Start

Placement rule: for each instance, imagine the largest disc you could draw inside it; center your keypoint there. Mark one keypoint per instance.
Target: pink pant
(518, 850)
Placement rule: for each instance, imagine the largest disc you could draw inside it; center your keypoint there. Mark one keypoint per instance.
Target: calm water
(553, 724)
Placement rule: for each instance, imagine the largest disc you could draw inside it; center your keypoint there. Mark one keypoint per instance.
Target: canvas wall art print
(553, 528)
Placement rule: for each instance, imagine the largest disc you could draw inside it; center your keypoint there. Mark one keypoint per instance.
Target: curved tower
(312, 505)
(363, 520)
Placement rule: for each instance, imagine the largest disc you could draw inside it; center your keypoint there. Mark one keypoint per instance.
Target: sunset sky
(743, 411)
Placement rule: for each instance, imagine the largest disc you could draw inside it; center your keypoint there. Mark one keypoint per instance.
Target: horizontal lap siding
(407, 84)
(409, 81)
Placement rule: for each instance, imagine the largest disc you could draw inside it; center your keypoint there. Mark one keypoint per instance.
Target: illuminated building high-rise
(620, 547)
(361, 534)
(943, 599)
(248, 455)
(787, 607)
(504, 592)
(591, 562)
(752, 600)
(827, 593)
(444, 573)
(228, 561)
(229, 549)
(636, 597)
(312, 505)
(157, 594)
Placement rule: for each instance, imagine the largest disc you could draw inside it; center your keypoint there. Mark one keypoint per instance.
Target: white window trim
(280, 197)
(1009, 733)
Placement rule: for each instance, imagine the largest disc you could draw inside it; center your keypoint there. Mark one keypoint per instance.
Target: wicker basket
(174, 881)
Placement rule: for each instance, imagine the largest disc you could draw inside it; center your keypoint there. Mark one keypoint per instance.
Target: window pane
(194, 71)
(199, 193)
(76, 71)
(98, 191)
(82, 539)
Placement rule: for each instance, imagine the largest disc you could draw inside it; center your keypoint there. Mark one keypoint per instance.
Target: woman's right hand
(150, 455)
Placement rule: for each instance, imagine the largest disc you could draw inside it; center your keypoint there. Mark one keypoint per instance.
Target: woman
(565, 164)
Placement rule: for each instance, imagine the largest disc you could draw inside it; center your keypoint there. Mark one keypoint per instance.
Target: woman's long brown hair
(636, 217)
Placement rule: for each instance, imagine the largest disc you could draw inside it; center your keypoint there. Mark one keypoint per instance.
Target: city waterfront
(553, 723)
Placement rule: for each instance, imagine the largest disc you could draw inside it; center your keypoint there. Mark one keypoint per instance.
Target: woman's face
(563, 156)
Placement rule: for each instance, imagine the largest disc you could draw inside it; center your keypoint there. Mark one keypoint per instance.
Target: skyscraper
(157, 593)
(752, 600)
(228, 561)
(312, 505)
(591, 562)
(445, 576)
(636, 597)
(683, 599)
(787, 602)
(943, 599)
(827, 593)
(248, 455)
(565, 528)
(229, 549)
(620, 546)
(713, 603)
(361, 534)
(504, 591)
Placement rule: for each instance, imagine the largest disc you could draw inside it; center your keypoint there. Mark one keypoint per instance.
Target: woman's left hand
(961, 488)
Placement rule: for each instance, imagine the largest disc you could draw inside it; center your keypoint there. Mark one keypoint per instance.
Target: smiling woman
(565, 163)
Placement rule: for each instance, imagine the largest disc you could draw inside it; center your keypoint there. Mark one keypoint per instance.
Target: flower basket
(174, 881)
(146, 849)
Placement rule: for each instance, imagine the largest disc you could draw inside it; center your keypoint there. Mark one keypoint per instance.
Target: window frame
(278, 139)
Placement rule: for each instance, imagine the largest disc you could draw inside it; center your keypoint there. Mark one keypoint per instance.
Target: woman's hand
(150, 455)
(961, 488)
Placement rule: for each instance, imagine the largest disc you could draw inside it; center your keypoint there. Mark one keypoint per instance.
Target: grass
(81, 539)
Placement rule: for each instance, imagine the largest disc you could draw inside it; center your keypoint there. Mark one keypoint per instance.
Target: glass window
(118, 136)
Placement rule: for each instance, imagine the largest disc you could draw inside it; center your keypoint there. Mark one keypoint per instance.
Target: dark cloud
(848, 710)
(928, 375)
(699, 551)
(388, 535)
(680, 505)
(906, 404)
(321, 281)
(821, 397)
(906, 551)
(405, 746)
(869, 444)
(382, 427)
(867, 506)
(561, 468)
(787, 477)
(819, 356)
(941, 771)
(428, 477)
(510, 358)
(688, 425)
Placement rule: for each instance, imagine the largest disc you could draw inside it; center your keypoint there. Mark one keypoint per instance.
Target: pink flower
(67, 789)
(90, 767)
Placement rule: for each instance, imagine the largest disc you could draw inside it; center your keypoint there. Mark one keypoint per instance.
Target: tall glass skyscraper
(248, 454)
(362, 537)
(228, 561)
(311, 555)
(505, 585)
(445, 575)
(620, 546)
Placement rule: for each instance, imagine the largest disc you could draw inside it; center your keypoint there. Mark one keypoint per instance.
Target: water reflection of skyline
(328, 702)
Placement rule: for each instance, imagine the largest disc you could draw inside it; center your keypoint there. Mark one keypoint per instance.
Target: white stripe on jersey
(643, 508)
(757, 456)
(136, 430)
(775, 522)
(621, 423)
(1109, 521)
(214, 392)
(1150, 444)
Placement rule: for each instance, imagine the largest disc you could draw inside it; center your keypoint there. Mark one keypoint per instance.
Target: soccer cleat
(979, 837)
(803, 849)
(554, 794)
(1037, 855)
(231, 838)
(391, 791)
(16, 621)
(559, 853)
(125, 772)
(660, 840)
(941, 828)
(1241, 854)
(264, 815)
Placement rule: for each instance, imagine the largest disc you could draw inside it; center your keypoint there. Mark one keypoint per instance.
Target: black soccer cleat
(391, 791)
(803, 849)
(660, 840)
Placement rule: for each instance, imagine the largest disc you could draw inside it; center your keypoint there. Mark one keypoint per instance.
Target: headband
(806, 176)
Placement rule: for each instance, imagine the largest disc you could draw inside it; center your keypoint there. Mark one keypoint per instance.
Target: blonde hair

End

◆ REQUIREMENTS:
Gather every line of the items above that contains the word "skyscraper" and copy each of those lines in full.

◆ FINAL RESULT:
Target: skyscraper
Target: tall glass skyscraper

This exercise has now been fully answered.